Kutipan Teks.
| 134 Views

Kerusakan Raja Ampat Dalam Pusaran Kapitalisme

Oleh : Dinna Chalimah
Pegiat Literasi, Ciparay Kab. Bandung.

Aktivitas penambangan nikel di Kabupaten Raja Ampat, Papua Barat Daya, memicu kritik dari masyarakat sipil. Selain mencemari lingkungan, penambangan tersebut juga berpotensi melanggar ketentuan pidana, tak terkecuali tindak pidana korupsi.

Peneliti Pusat Studi Anti Korupsi (Saksi) Universitas Mulawarman, Kalimantan Timur, Herdiansyah Hamzah mengatakan, Kepulauan Raja Ampat masuk dalam kualifikasi pulau-pulau kecil yang dilindungi lewat Undang-Undang Nomor 27 Tahun 2007 tentang Pengelolaan Wilayah Pesisir dan Pulau-Pulau Kecil. Pada Pasal 35 huruf k mengamanatkan pelarangan penambangan mineral di pulau-pulau kecil yang menimbulkankerusakan ekologis, mencemari lingkungan, atau merugikan masyarakat sekitar.

Sedangkan Pasal 73 ayat (1) huruf f mengatur soal sanksi pidananya. Ancaman pidana penjara mencapai 10 tahun. Oleh karena itu, ia mempertanyakan izin penambangan nikel di Raja Ampat dikeluarkan pemerintah terhadap PT GAG Nikel. Herdiansyah berpendapat, jika izin tersebut keluar dengan adanya persekongkolan, bukan tidak mungkin hal itu mengarah pada tindak pidana korupsi. (Metrotvnews.com)

Aktivitas pertambangan ditemukan di sejumlah pulau di Raja Ampat, antara lain di Pulau Gag, Pulau Kawe dan Pulau Manuran, kata Juru Kampanye Hutan Greenpeace, Iqbal Damanik. Penebangan hutan serta pengerukan tanah untuk pertambangan nikel berpotensi merusak karang dan ekosistem perairan Raja Ampat yang banyak kehidupan bagi ekosistem laut dan warga lokal.

Pertambangan Nikel di Raja Ampat juga telah membabat lebih dari 500 hektare hutan dan vegetasi alam. Jelas bahwa aktivitas ini menimbulkan kerusakan pada Sumber Daya Alam dan ekosistem yang ada di sekitarnya. Akan tetapi, dihentikan sementara karena adanya desakan warga yang khawatir akan merusak ekosistem yang ada di dalamnya. (Kompas.com)

Ini terjadi karena negara tidak ikut turun tangan dalam sektor ekonomi, negara hanya memfasilitasi dan menyerahkan penuh sistem ekonomi kepada swasta atau Asing. Sehingga, rakyat tidak mendapatkan keadilan, karena keadilan akan didapat kepada orang-orang yang memberikan keuntungan untuk negara.

Entri Tersimpan.
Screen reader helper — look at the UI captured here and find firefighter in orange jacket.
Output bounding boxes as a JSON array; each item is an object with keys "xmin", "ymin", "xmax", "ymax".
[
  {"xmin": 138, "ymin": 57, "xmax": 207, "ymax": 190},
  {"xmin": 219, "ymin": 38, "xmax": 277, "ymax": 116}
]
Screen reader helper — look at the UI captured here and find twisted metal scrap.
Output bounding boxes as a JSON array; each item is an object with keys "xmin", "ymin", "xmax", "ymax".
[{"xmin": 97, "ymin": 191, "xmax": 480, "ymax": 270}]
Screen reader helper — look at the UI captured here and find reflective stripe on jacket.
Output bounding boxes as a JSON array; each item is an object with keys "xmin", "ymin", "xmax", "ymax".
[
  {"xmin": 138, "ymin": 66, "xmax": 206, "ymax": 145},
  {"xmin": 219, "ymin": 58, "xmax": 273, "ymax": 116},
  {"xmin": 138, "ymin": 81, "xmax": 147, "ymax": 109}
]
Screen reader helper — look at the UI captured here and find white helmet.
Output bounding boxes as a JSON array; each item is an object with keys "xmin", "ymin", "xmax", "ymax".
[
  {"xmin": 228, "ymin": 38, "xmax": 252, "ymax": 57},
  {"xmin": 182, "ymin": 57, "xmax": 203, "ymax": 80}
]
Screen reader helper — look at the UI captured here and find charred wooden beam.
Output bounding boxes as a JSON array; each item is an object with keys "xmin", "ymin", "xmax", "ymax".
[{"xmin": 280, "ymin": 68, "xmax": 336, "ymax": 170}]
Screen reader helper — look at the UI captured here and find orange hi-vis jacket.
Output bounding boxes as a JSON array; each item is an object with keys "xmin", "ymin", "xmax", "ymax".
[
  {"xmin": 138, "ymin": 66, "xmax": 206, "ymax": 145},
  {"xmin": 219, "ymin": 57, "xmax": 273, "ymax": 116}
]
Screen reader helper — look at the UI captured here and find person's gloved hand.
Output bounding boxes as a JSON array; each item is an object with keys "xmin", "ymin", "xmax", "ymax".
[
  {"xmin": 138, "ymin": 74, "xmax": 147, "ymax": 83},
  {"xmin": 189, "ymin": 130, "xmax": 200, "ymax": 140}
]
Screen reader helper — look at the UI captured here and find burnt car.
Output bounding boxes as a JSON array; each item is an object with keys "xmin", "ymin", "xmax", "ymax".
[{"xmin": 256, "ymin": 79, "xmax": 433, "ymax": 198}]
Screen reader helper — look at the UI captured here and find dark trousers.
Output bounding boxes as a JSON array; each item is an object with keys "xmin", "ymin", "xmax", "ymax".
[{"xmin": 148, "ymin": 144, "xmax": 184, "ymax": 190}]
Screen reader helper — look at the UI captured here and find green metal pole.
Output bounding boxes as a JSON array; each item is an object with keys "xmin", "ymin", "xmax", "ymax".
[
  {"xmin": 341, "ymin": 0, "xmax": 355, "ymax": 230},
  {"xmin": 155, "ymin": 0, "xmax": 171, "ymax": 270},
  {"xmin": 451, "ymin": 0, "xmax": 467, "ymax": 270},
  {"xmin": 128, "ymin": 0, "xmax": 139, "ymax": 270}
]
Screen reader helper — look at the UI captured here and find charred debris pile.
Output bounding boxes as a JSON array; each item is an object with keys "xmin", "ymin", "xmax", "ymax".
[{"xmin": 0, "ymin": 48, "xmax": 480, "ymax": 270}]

Tugas Latihan. Tuliskan kembali bagian teks tentang kerusakan Raja Ampat di atas dari "Oleh : Dinna" sampai "merugikan masyarakat sekitar." tanpa mengubah satu kata pun.

Hasil Jawaban.
Oleh : Dinna Chalimah
Pegiat Literasi, Ciparay Kab. Bandung.

Aktivitas penambangan nikel di Kabupaten Raja Ampat, Papua Barat Daya, memicu kritik dari masyarakat sipil. Selain mencemari lingkungan, penambangan tersebut juga berpotensi melanggar ketentuan pidana, tak terkecuali tindak pidana korupsi.

Peneliti Pusat Studi Anti Korupsi (Saksi) Universitas Mulawarman, Kalimantan Timur, Herdiansyah Hamzah mengatakan, Kepulauan Raja Ampat masuk dalam kualifikasi pulau-pulau kecil yang dilindungi lewat Undang-Undang Nomor 27 Tahun 2007 tentang Pengelolaan Wilayah Pesisir dan Pulau-Pulau Kecil. Pada Pasal 35 huruf k mengamanatkan pelarangan penambangan mineral di pulau-pulau kecil yang menimbulkankerusakan ekologis, mencemari lingkungan, atau merugikan masyarakat sekitar.